> _EXERCISE DETAILS_: Extract every line of the records below that contains the string "flagpole", matching case exactly.
==== MATERIALS PROVIDED
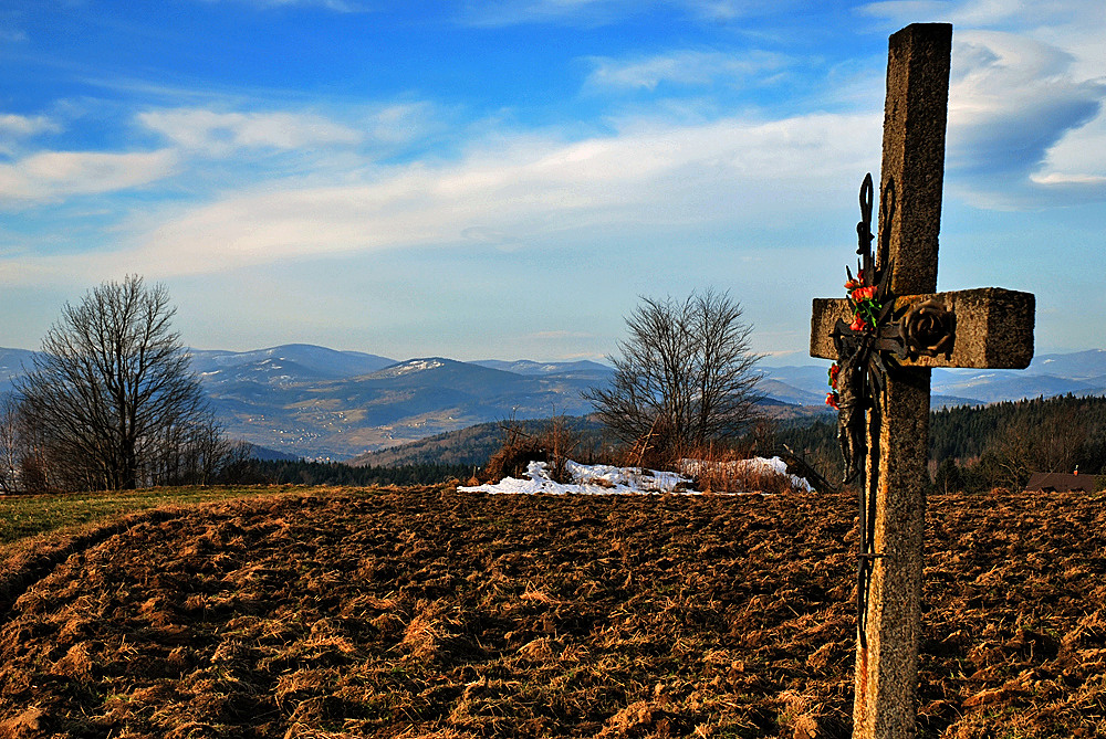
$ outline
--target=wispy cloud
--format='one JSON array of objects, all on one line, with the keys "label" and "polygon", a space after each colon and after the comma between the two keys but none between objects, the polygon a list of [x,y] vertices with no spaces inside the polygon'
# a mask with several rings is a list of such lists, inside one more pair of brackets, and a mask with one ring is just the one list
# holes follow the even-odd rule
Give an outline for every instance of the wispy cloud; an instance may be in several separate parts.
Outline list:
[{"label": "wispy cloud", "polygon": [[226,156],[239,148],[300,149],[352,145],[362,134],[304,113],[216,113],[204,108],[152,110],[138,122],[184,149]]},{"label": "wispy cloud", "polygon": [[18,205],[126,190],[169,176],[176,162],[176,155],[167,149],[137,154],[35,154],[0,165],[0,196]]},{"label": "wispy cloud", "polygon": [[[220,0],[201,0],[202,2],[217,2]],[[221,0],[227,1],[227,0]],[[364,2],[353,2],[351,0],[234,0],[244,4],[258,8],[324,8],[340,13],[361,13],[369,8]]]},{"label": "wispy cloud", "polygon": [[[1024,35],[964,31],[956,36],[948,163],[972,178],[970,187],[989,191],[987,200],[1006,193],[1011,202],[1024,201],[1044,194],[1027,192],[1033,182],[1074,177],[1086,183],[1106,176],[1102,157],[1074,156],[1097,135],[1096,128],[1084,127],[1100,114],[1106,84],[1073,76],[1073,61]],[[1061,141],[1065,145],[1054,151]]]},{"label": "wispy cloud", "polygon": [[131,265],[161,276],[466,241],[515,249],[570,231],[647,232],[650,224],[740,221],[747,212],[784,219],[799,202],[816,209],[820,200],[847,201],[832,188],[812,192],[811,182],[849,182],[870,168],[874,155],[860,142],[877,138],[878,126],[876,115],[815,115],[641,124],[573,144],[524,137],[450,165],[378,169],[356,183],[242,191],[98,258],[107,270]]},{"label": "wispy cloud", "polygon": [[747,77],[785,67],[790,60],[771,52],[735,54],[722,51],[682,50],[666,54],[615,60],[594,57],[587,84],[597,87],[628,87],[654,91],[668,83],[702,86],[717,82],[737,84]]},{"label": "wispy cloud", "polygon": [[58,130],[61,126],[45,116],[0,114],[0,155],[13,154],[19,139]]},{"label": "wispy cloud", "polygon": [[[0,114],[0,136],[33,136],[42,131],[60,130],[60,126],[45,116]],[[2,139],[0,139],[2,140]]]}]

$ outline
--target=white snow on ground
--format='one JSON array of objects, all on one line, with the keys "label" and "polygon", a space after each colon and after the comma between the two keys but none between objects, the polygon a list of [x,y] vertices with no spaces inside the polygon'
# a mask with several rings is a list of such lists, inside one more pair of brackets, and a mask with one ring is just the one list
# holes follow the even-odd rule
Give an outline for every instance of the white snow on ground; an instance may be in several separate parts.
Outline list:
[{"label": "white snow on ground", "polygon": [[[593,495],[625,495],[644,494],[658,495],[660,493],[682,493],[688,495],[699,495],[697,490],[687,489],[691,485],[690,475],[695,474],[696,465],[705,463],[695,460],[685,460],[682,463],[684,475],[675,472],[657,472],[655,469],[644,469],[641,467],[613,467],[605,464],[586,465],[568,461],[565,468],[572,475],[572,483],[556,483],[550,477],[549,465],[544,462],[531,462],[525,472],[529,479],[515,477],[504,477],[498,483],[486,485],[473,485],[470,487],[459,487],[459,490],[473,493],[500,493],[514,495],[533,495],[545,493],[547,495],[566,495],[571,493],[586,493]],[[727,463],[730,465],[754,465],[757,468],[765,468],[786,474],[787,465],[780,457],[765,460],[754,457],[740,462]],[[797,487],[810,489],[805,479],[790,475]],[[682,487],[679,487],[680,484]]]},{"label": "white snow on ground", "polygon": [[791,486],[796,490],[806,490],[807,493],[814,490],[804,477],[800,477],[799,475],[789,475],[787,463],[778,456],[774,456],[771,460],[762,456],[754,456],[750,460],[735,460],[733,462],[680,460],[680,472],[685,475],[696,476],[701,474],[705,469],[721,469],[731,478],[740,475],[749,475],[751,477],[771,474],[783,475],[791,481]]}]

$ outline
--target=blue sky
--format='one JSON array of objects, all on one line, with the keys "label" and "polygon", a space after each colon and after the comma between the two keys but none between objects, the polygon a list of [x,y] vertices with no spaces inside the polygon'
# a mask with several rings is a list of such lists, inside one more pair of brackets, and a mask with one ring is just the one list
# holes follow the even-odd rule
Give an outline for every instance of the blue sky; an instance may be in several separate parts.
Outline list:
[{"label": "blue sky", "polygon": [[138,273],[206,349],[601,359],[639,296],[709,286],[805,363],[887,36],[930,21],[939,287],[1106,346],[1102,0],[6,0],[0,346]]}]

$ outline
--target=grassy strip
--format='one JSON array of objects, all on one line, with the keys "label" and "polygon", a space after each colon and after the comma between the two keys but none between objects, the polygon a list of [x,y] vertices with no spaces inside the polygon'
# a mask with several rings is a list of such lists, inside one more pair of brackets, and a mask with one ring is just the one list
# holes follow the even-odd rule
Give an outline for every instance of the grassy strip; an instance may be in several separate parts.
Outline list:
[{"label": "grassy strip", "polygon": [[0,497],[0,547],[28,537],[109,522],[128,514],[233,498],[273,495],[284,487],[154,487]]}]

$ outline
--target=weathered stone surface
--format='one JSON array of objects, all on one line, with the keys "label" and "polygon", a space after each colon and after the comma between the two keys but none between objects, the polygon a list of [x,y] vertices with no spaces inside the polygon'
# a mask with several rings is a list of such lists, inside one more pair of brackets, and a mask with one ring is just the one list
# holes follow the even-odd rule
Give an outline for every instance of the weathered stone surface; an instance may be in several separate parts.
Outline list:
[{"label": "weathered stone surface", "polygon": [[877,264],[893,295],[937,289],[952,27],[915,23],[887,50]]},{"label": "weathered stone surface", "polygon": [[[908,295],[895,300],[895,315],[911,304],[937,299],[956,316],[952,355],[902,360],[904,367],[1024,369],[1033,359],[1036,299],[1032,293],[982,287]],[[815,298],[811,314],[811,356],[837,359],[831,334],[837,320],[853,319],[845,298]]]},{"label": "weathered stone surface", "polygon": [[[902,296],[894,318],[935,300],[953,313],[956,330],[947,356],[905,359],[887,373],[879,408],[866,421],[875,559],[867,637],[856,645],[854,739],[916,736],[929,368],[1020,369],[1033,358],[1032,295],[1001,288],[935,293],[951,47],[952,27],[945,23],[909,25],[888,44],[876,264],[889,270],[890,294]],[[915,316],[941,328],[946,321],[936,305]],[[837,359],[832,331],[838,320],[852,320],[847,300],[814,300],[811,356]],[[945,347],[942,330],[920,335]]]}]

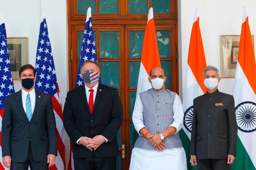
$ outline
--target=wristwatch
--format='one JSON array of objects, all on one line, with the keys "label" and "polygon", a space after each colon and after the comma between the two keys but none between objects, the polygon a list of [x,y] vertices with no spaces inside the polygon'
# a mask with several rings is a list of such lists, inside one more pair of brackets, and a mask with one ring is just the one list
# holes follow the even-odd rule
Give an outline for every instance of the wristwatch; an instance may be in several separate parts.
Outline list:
========
==== MATERIALS PROVIDED
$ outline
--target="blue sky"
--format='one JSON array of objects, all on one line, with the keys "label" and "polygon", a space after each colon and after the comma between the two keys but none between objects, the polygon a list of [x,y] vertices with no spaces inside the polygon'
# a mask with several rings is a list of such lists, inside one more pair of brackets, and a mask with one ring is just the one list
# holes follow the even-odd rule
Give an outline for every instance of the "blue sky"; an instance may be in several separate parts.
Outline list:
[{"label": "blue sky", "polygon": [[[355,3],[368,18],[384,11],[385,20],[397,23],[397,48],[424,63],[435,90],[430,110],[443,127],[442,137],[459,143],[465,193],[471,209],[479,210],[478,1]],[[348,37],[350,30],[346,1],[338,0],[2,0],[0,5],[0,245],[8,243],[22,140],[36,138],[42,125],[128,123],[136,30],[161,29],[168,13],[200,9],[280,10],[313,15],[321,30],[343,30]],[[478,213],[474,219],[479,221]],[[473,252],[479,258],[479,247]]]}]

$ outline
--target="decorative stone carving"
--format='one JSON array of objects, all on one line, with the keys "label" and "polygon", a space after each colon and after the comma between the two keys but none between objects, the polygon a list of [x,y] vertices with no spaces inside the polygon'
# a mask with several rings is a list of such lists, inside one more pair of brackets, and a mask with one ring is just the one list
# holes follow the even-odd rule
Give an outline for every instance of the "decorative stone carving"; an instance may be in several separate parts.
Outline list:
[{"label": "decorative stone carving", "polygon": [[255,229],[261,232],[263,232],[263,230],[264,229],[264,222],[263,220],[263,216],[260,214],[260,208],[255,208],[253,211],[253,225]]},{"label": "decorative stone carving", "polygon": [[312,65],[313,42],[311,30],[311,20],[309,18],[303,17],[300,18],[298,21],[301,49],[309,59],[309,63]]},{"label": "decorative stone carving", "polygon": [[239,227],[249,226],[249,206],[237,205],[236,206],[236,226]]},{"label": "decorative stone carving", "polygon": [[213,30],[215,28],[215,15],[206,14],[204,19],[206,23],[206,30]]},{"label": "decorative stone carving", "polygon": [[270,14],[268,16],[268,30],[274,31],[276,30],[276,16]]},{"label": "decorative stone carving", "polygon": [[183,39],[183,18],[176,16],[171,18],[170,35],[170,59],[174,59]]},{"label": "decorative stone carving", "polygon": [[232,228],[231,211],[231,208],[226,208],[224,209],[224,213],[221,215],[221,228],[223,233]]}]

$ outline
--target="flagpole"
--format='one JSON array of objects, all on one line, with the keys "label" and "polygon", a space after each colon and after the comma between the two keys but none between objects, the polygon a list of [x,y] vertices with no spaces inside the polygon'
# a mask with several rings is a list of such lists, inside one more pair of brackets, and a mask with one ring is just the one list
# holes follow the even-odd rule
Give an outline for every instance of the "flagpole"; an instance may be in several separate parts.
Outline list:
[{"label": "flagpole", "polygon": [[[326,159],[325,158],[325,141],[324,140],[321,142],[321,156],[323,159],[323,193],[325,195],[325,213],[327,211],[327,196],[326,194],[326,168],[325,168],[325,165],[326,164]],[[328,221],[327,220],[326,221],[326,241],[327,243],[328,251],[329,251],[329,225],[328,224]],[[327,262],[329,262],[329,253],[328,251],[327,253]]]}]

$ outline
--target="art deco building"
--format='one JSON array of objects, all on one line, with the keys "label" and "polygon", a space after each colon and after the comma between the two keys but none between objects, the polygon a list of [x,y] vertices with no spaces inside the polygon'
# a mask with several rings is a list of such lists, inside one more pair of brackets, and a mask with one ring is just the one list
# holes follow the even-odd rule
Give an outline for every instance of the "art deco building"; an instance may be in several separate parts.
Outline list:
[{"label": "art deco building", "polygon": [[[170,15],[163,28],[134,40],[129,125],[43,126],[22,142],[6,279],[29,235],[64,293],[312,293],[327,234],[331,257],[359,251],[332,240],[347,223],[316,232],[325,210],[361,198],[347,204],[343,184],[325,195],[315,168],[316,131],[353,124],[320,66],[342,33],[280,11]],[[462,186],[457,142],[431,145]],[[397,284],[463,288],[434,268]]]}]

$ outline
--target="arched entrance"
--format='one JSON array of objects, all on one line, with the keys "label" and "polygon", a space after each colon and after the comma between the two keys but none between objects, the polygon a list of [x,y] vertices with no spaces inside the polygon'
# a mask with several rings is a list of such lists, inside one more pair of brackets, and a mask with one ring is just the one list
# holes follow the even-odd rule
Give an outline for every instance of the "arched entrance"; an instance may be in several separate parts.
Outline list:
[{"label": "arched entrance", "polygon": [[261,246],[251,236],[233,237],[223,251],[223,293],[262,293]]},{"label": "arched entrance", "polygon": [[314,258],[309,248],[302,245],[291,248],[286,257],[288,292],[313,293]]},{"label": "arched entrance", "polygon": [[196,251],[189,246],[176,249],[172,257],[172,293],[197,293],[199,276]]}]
========
> _TASK RESULT_:
--target="flagpole"
Give an outline for every instance of the "flagpole"; an instance may be in several separate parts.
[{"label": "flagpole", "polygon": [[[326,159],[325,158],[325,141],[324,140],[321,142],[321,156],[323,159],[323,193],[325,195],[325,213],[327,211],[327,196],[326,194],[326,168],[325,168],[325,165],[326,164]],[[328,221],[327,220],[326,221],[326,241],[327,243],[328,251],[329,251],[329,225],[328,224]],[[327,262],[329,262],[329,253],[328,251],[327,253]]]}]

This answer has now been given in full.